Do this ::
Each record below is to be reproduced without any change.

************

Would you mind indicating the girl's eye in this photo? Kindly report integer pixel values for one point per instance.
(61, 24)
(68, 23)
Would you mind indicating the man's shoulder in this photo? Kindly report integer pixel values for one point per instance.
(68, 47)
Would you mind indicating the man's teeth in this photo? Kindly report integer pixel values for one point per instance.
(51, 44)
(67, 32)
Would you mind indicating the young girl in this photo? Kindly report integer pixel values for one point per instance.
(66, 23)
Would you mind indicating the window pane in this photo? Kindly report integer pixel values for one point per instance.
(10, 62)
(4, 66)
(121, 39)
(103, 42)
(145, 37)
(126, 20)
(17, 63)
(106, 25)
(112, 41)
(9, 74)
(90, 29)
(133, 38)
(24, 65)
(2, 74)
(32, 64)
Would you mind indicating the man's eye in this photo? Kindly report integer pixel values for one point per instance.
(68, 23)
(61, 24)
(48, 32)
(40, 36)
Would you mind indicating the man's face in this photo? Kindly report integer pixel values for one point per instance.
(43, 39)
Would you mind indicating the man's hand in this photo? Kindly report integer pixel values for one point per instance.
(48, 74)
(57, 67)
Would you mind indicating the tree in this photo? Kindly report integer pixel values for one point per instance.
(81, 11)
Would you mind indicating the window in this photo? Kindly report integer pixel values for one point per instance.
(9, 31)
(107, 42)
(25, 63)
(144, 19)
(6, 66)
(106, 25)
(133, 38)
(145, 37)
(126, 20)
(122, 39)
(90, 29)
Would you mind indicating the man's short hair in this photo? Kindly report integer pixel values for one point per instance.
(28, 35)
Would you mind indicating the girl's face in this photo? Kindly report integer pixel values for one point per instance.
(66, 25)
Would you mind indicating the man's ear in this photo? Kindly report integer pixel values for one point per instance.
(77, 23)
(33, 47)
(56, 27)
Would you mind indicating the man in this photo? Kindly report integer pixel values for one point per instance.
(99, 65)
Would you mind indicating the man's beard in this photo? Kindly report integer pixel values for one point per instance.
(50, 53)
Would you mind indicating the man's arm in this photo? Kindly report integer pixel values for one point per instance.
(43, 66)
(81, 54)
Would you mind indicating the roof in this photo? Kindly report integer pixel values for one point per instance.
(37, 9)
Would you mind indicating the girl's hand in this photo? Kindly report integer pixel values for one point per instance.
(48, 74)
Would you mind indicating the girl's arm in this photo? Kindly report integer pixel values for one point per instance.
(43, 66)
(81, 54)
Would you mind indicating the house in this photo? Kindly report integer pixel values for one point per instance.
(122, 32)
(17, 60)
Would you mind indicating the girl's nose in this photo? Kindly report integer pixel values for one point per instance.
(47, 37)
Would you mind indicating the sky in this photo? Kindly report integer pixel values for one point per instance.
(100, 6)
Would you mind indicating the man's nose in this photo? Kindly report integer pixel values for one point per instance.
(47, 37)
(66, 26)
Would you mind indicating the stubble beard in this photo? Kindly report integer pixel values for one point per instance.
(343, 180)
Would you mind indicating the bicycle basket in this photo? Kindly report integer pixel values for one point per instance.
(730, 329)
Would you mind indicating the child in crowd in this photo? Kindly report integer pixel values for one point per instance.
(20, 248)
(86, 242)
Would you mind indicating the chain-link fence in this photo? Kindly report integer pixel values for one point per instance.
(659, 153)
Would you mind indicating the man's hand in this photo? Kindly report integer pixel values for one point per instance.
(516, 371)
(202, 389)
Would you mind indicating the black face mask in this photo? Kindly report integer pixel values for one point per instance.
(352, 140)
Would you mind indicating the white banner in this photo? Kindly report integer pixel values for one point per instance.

************

Task result ::
Would you mind indicating the girl's eye in this photo? Kindly report integer pixel values for one point per instance.
(61, 24)
(68, 23)
Would you mind indicating the man's shoulder in this photo? Kindly report integer pixel values for one point per instance.
(68, 47)
Would you mind indicating the man's teeth in this photo? Kindly report integer pixel values for one point per instance.
(51, 44)
(67, 32)
Would you mind indicating the young girl in this photo? Kindly report integer pixel values for one point per instance.
(66, 23)
Would you mind indicating the window pane in this photo? Kindly report integer pixel values for one point per instance.
(10, 62)
(4, 66)
(121, 39)
(103, 42)
(145, 37)
(126, 20)
(17, 63)
(106, 25)
(112, 41)
(9, 74)
(90, 29)
(133, 38)
(24, 65)
(2, 74)
(32, 64)
Would you mind indicating the man's eye in this photo? Kindly report integer pixel values for one point per instance.
(68, 23)
(61, 24)
(48, 32)
(40, 36)
Would you mind indicating the man's face in this photo? Kindly report integer pixel values for one point per instance.
(43, 39)
Would you mind indicating the man's hand in this photo? Kindly report integer pixel values for one point per instance.
(48, 74)
(57, 67)
Would you mind indicating the tree in this photo? Kindly report integer pixel values for one point per instance.
(81, 11)
Would you mind indicating the window in this photo? Kindly report integer pixel values for one point per instance.
(9, 31)
(107, 42)
(25, 63)
(144, 19)
(6, 66)
(106, 25)
(133, 38)
(145, 37)
(126, 20)
(122, 39)
(90, 29)
Would you mind indicating the man's short hair in this photo? Kindly report integer pixel values for one point per instance.
(28, 35)
Would you mind indicating the girl's face in this photo? Kindly report integer pixel values for one point per instance.
(66, 25)
Would you mind indicating the man's ear in this photo? Kindly report integer pixel values for one point per instance.
(77, 23)
(33, 47)
(56, 27)
Would you mind indicating the man in this photo? Kindly report integer pixel values for one point per instance.
(99, 65)
Would you mind indicating the man's beard in this photo? Kindly report integer pixel values for one point per instance.
(50, 53)
Would you mind indicating the man's arm in this photo? Kindly report integer pixel values for one point per instance.
(43, 66)
(81, 54)
Would you mind indicating the roof in this photo? Kindly report integer pixel values for one point per instance.
(37, 9)
Would you mind indicating the girl's hand in this photo? Kindly report integer pixel values for one point per instance.
(48, 74)
Would you mind indicating the girl's arm in this photo? Kindly report integer pixel values for one point per instance.
(43, 66)
(81, 54)
Would you mind indicating the house in this photo? Kindly report integer pixel values for one point per instance.
(122, 32)
(17, 60)
Would you mind indicating the girl's nose in this photo? Kindly report integer pixel values for one point per instance.
(47, 37)
Would you mind indicating the sky in this photo? Kindly report integer pixel values for one point per instance.
(100, 6)
Would you mind indicating the man's nose in this photo? Kindly report integer pixel values for one point per instance.
(47, 37)
(66, 26)
Would you mind indicating the stubble beard in this photo? Kindly report integer pixel values for one point per instance.
(343, 180)
Would you mind indicating the bicycle basket in this photo? Kindly report integer pixel values for one point per instance.
(730, 329)
Would you mind indicating the child in crowd in this photo? Kindly report integer pixel values for one point per instance.
(20, 248)
(86, 242)
Would you mind indicating the chain-link fence in this photo? Kindly report integer pixel values for one point per instance.
(659, 153)
Would you mind indicating the man's hand in this photo? Kindly report integer pixel values for one point per instance.
(516, 371)
(202, 389)
Would you mind indicating the black face mask in this photo? Kindly report integer pixel values for one point per instance.
(352, 140)
Would you mind indicating the white banner in this photo? Kindly report integer pixel values for one point per instance.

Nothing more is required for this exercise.